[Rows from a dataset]
= = = = =

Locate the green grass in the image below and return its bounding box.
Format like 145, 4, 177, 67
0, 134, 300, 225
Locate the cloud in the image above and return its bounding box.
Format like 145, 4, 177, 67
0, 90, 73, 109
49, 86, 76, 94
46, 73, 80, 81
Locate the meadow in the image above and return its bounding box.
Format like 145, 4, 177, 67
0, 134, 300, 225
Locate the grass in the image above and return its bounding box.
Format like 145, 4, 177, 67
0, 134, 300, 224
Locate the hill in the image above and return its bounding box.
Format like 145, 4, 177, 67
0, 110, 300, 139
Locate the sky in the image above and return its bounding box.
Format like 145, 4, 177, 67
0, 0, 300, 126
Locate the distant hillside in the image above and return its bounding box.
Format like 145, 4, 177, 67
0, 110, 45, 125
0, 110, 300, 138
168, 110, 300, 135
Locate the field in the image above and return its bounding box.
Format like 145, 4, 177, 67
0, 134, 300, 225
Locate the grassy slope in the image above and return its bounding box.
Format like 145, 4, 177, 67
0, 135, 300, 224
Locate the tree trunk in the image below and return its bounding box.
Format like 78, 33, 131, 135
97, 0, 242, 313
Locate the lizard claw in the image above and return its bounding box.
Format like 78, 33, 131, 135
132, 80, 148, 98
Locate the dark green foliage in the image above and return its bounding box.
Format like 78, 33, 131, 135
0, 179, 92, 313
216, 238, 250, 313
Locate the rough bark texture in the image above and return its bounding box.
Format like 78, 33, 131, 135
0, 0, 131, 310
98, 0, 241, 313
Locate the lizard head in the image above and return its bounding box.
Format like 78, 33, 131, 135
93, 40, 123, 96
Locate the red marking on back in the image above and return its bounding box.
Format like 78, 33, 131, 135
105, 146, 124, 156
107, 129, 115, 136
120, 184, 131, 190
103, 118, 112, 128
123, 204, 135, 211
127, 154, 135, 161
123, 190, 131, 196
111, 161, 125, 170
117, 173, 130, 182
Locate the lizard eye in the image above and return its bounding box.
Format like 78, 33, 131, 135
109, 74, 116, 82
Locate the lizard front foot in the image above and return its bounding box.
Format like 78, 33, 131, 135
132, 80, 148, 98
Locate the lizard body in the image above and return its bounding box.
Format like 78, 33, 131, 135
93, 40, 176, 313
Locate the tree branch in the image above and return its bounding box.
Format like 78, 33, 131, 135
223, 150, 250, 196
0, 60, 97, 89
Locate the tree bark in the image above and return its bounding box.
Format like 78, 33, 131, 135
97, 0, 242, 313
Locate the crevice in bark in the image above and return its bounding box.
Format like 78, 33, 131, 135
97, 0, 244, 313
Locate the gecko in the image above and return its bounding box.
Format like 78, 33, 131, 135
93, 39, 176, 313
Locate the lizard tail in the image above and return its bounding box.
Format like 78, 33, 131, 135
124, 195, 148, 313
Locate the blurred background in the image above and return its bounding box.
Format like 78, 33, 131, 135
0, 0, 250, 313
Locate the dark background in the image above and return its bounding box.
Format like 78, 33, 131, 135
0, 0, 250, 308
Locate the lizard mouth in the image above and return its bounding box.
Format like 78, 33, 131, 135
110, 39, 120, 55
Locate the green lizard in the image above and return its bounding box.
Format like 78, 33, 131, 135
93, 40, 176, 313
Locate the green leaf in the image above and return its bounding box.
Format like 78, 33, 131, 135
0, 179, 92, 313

= = = = =

**EXERCISE TASK**
Convert the rows from the line containing "Locate the dark green" through the line containing "98, 0, 241, 313", both included, into a JSON list of strings with one string per line and no blank lines.

**RESPONSE TO THIS TASK**
[
  "Locate the dark green foliage in the image above and return its bounding box.",
  "Format like 78, 33, 131, 135",
  "0, 179, 92, 313",
  "216, 238, 250, 313",
  "Locate the rough bark texture in the image above and return its bounding box.",
  "Format like 78, 33, 131, 135",
  "0, 0, 131, 310",
  "98, 0, 241, 313"
]